--- BEGIN DATA SHOWN ---

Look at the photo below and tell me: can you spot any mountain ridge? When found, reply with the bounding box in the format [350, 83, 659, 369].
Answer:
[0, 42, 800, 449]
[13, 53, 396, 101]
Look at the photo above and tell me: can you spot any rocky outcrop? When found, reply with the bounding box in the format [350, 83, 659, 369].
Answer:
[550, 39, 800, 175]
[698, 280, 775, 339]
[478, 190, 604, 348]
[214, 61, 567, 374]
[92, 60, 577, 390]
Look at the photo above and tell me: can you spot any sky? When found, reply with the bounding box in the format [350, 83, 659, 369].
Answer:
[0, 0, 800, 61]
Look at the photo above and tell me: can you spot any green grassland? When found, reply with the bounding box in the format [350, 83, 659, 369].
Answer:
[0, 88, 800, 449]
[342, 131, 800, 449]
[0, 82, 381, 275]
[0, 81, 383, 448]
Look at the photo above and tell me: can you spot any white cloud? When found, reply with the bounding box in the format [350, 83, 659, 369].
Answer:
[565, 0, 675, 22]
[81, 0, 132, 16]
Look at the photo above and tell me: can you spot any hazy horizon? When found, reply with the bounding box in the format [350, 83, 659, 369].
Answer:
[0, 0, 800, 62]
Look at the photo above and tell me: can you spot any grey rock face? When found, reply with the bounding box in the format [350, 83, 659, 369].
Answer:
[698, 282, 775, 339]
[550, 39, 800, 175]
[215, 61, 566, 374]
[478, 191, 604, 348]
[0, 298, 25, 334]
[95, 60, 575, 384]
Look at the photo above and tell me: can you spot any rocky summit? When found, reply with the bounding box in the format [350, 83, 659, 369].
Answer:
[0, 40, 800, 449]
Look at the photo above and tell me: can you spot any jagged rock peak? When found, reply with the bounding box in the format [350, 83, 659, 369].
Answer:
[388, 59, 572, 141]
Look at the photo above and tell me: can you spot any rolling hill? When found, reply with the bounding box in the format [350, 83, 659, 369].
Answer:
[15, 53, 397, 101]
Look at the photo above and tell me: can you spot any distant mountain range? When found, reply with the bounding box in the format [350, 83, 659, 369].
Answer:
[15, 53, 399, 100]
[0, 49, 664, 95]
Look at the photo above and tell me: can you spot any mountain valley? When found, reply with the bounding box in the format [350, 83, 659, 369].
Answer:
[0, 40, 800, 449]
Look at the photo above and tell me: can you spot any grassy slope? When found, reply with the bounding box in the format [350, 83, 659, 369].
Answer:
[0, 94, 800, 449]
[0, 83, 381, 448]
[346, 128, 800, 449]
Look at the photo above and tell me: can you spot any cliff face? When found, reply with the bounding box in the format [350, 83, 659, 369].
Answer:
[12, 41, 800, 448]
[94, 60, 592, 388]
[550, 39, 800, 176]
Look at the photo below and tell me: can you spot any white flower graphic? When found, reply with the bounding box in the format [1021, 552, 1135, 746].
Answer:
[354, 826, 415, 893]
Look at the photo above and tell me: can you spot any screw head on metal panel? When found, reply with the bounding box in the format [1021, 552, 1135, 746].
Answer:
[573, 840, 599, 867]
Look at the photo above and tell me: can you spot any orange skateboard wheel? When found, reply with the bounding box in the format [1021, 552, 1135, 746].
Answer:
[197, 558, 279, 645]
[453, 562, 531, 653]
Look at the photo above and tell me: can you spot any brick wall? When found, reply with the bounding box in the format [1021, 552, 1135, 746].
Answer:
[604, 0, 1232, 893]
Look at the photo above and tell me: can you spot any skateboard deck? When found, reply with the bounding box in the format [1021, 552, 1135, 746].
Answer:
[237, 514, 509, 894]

--- END DATA SHOWN ---

### WORK TO COMPLETE
Please rewrite all the rows above, swapping "bounding box" for "enclosing box" wherever it occurs and leaving everything else untouched.

### COMPLETE ANSWER
Look at the photo below and tell me: can you spot any mountain ridge? When found, reply with the enclosing box in the format [350, 83, 659, 369].
Answer:
[0, 42, 800, 449]
[13, 53, 396, 101]
Look at the photo above and tell me: can you spot any rocky outcrop? When found, reply with the enclosing box in the format [350, 83, 659, 369].
Answer:
[550, 39, 800, 175]
[698, 280, 775, 339]
[478, 190, 604, 348]
[214, 61, 567, 374]
[92, 60, 577, 390]
Look at the photo above and tell me: can you spot any sky? When found, reply with the enclosing box in the format [350, 83, 659, 369].
Answer:
[0, 0, 800, 61]
Look at the photo above and tell me: can you spot any green grassland? When found, reply with the enclosing box in the format [350, 83, 659, 369].
Answer:
[0, 88, 800, 449]
[342, 131, 800, 449]
[0, 82, 381, 275]
[0, 81, 383, 448]
Look at the photo above and tell me: can you spot any white cloud? When found, reply with the enclosing box in the format [350, 83, 659, 369].
Answer:
[565, 0, 675, 22]
[81, 0, 132, 16]
Look at the photo above and tell me: can you spot any hazy horizon? When found, reply with the enclosing box in the format [350, 83, 659, 369].
Answer:
[0, 0, 800, 62]
Look at the photo above and tell me: can you spot any grey rock face? When found, reply with the enclosing box in the format [350, 83, 659, 369].
Answer:
[698, 282, 775, 339]
[550, 39, 800, 175]
[215, 61, 566, 374]
[478, 191, 604, 348]
[0, 298, 25, 334]
[95, 60, 575, 384]
Look at the photo above and tell me: can you spot any rocky summit? When found, reply with the enclosing box in the format [350, 83, 659, 369].
Answer:
[0, 40, 800, 449]
Look at the photo above and tell me: can you spot any jagged rock peak? When found, reply with the enclosing box in the format [350, 83, 659, 369].
Answer:
[388, 59, 572, 141]
Look at the photo above and tell me: can you spot any rolling hill? When found, reply with the enclosing box in the format [350, 83, 659, 369].
Answer:
[15, 53, 397, 101]
Look at the photo above and tell me: can you spot any distant mountain range? When found, reply with the enclosing box in the format [350, 83, 659, 369].
Answer:
[15, 53, 399, 100]
[0, 49, 664, 95]
Look at the photo above and tell me: can you spot any mountain valley? When found, reply with the enclosing box in the format [350, 83, 659, 369].
Answer:
[0, 40, 800, 449]
Look at the photo above and tell me: can you spot any grassy slope? When found, reply with the enclosing box in the format [350, 83, 659, 369].
Answer:
[0, 94, 800, 449]
[0, 83, 381, 448]
[346, 128, 800, 449]
Look at the photo above and tell me: can you spot any cliff face? When found, reply with the enclosing box in the format [350, 83, 659, 369].
Answer:
[12, 41, 800, 448]
[94, 60, 592, 388]
[550, 39, 800, 176]
Look at the photo below and tell me: can you spot any white flower graphic? When found, reply with the enclosing box in the format [1021, 552, 1135, 746].
Answer:
[354, 826, 415, 893]
Look at the photo above and tell me: can you spot any screw head on metal panel? When found, reply with the enclosing box in the format [1021, 552, 1135, 746].
Answer:
[573, 840, 599, 867]
Look at the photo above and tell me: can you spot any orange skateboard wheel? When found, reply with the enclosing box in the format [1021, 552, 1135, 746].
Answer:
[197, 558, 279, 645]
[453, 562, 531, 653]
Look at the photo above and tell me: can you spot any brick wall? When found, reply with the enclosing box in the format [1021, 552, 1135, 746].
Answer:
[604, 0, 1232, 893]
Look at the photo above and tell me: can you spot any skateboard deck? When found, reply with the enclosing box in the format [1021, 552, 1135, 746].
Answer:
[237, 514, 509, 894]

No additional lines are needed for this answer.